_Aufgabe_
Geben Sie aus dem Text zum Unterhaltsbedarf des Beklagten den Abschnitt von „132 Dieser Bedarf“ bis einschließlich „BGB Rn. 33).“ wortgetreu aus.

_Angezeigter Text_

....

132 Dieser Bedarf des Beklagten wurde im Zeitraum von Januar 2008 bis August 2009 nicht teilweise durch die gewährten BAföG-Leistungen
gedeckt. Bis August 2009 hat der Beklagte, wie sich aus der Mitteilung des Amts für Ausbildungsförderung vom 16.09.2009 (Anlage A 48, As. II,
145) ergibt, die Ausbildungsförderung als Vorausleistung nach § 36 BAföG erhalten. Eine solchermaßen gewährte Ausbildungsförderung stellt
eine subsidiäre Sozialleistung dar, die nach § 37 Abs. 1 BAföG vom Unterhaltsverpflichteten zurückgefordert werden kann. Die als
Vorausleistung gewährte Ausbildungsförderung deckt den Unterhaltsbedarf des Beklagten nicht (BGH FamRZ 1985, 263; FAKomm-
FamR/Michael Klein, a. a. O., § 1602 BGB Rn. 33).
133 Eine Bedarfsminderung beim Beklagten ist auch nicht dadurch eingetreten, dass er das ihm für den Zeitraum 01.09.2009 bis 28.02.2010
bewilligte Bankdarlehen nach § 17 Abs. 3 BAföG nicht in Anspruch genommen hat. Zwar sind endgültig festgesetzte BAföG-Leistungen
unterhaltsrechtliches Einkommen, die den Bedarf des Kindes mindern; das Kind ist gehalten, Ausbildungsförderung in Anspruch zu nehmen,
auch wenn und soweit diese nur als unverzinsliches Darlehen gewährt wird (BGH FamRZ 1989, 499). Vorliegend erfolgte die Bewilligung von
Ausbildungsförderung ab 01.09.2009 jedoch nicht mehr nach § 17 Abs. 1, Abs. 2 BAföG, wonach die Förderung zur Hälfte als Zuschuss, zur
anderen Hälfte als unverzinsliches Darlehen gewährt wird. Vielmehr wurde dem Beklagten nur noch ein verzinsliches Bankdarlehen nach §§
17 Abs. 3, 18c BAföG bewilligt. Dies beruhte ausweislich des Bescheids des Amts für Ausbildungsförderung vom 05.11.2009 (Anlage A 60, As.
II, 301) darauf, dass der Beklagte nach Wechsel des zweiten Hauptfachs im Sinne von § 7 Abs. 3 BAföG eine „andere“ Ausbildung durchführte
und ab September 2009 die Förderungshöchstdauer abzüglich der Fachsemesterzahl der vorangegangenen Hochschulzeiten erreicht bzw.

....

_Angezeigte Angaben_
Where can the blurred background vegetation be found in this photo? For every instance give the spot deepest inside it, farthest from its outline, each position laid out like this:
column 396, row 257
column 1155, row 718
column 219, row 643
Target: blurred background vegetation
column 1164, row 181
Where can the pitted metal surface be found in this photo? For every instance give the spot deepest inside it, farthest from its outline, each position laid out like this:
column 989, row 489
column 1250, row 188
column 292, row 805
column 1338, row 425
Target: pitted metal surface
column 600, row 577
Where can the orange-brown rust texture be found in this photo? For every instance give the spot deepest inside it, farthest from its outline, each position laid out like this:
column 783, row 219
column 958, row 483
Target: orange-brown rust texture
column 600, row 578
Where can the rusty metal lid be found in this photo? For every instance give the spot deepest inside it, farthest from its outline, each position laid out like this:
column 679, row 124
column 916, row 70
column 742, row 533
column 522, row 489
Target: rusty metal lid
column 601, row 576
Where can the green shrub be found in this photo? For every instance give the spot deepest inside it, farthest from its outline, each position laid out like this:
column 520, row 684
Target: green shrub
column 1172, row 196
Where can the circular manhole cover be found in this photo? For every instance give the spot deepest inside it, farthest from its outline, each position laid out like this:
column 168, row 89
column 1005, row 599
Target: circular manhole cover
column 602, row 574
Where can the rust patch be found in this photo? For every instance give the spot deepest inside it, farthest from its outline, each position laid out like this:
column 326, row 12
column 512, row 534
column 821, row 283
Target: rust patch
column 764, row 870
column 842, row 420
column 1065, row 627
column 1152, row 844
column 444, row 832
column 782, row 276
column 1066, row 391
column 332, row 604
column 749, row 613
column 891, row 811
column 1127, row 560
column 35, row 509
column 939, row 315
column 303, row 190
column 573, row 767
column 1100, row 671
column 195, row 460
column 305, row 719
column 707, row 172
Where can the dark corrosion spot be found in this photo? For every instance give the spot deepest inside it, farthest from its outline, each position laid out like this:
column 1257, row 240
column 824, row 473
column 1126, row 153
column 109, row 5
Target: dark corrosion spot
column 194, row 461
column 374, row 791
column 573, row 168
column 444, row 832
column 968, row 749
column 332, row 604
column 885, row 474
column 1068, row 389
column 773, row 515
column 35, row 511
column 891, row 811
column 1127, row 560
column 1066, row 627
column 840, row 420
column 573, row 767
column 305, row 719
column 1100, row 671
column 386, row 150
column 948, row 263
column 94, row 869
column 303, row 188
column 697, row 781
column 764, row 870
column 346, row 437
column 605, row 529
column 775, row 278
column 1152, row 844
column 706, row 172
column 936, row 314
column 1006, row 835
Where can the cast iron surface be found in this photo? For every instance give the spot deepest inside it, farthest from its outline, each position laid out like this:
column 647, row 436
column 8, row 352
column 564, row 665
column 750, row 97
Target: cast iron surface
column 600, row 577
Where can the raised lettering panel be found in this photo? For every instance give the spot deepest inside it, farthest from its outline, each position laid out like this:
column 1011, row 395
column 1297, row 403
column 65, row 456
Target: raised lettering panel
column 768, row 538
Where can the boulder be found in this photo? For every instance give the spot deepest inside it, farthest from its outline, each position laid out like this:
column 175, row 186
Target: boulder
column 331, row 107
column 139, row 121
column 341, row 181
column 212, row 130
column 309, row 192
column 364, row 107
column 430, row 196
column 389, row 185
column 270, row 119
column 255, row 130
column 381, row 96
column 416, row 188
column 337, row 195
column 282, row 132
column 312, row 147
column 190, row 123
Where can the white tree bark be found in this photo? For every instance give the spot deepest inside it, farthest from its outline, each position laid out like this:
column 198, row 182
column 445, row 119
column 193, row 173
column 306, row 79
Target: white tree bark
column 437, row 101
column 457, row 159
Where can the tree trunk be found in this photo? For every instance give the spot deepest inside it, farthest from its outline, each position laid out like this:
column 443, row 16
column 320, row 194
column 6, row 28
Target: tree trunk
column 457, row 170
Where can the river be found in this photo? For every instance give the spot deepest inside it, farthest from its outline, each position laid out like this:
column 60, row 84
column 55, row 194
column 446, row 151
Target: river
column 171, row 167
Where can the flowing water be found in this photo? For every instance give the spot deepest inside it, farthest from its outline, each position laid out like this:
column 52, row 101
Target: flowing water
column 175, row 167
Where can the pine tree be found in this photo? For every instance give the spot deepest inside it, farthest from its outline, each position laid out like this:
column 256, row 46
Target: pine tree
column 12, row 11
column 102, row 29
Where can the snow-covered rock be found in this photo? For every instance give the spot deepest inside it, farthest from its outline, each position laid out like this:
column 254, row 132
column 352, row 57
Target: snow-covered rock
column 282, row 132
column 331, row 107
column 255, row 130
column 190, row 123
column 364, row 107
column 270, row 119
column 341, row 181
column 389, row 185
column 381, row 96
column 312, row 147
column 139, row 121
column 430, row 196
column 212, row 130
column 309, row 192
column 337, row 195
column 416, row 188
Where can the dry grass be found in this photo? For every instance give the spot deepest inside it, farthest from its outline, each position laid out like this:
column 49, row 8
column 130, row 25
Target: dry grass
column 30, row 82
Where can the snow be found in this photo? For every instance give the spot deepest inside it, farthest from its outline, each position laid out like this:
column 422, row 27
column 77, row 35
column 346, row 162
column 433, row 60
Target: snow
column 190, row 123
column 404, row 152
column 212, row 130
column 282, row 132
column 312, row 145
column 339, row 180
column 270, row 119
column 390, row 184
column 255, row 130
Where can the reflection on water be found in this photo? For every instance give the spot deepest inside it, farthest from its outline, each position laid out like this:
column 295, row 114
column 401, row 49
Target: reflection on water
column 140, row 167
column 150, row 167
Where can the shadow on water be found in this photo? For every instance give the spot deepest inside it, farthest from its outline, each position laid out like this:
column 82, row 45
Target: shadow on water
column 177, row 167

....

_Lösung_
132 Dieser Bedarf des Beklagten wurde im Zeitraum von Januar 2008 bis August 2009 nicht teilweise durch die gewährten BAföG-Leistungen
gedeckt. Bis August 2009 hat der Beklagte, wie sich aus der Mitteilung des Amts für Ausbildungsförderung vom 16.09.2009 (Anlage A 48, As. II,
145) ergibt, die Ausbildungsförderung als Vorausleistung nach § 36 BAföG erhalten. Eine solchermaßen gewährte Ausbildungsförderung stellt
eine subsidiäre Sozialleistung dar, die nach § 37 Abs. 1 BAföG vom Unterhaltsverpflichteten zurückgefordert werden kann. Die als
Vorausleistung gewährte Ausbildungsförderung deckt den Unterhaltsbedarf des Beklagten nicht (BGH FamRZ 1985, 263; FAKomm-
FamR/Michael Klein, a. a. O., § 1602 BGB Rn. 33).